Reduce adverse drug reactions, optimize therapeutic outcomes, and improve medication adherence
The right treatment for the right patient at the right time—that is the essence of precision medicine. This means that patients receive medications that are most likely to work for them in their unique situations.
For the most part, medication prescribing in primary care settings is empirical: Prescribers select medications based on guideline recommendations and their clinical experience. This one-size-fits-all approach may put some patients at unnecessary risk. Avoiding medication-based harm is vital for any patient, but the elderly are especially prone to several factors that may exacerbate overall risk—medical frailty, polypharmacy, and comorbid conditions.
The Sullivan Group, a medical education firm, lists several key considerations in elder care, including:1
- Complex, ambiguous, or atypical disease/symptom presentation
- Potential cognitive impairment
- Different “norms” for diagnostic tests
- Natural declines in cardiovascular, immune, and other system functions
- Polypharmacy
In the face of these potential complications, an individualized approach to care is essential. Applying pharmacogenomics to medication therapy helps address challenges like those listed above and allows clinicians to deliver the benefits of precision prescribing.

• _REQUIRED ACTIONS_:
A – From the text on precision medicine, write out the part that opens with the words containing "The Sullivan Group, a" and closes with "of precision prescribing.".
B – According to the text on precision medicine, which three factors make the elderly especially prone to greater overall risk from medications?

• _EXERCISE DATA_:
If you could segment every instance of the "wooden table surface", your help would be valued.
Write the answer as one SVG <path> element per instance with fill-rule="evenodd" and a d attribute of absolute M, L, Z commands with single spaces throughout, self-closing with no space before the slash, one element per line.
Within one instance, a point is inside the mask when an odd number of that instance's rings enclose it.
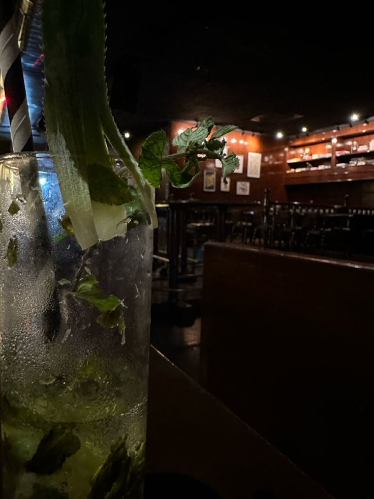
<path fill-rule="evenodd" d="M 196 479 L 221 499 L 332 497 L 153 348 L 146 467 Z"/>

• _SOLUTIONS BELOW_:
A –
The Sullivan Group, a medical education firm, lists several key considerations in elder care, including:1
- Complex, ambiguous, or atypical disease/symptom presentation
- Potential cognitive impairment
- Different “norms” for diagnostic tests
- Natural declines in cardiovascular, immune, and other system functions
- Polypharmacy
In the face of these potential complications, an individualized approach to care is essential. Applying pharmacogenomics to medication therapy helps address challenges like those listed above and allows clinicians to deliver the benefits of precision prescribing.

B – Medical frailty, polypharmacy, and comorbid conditions.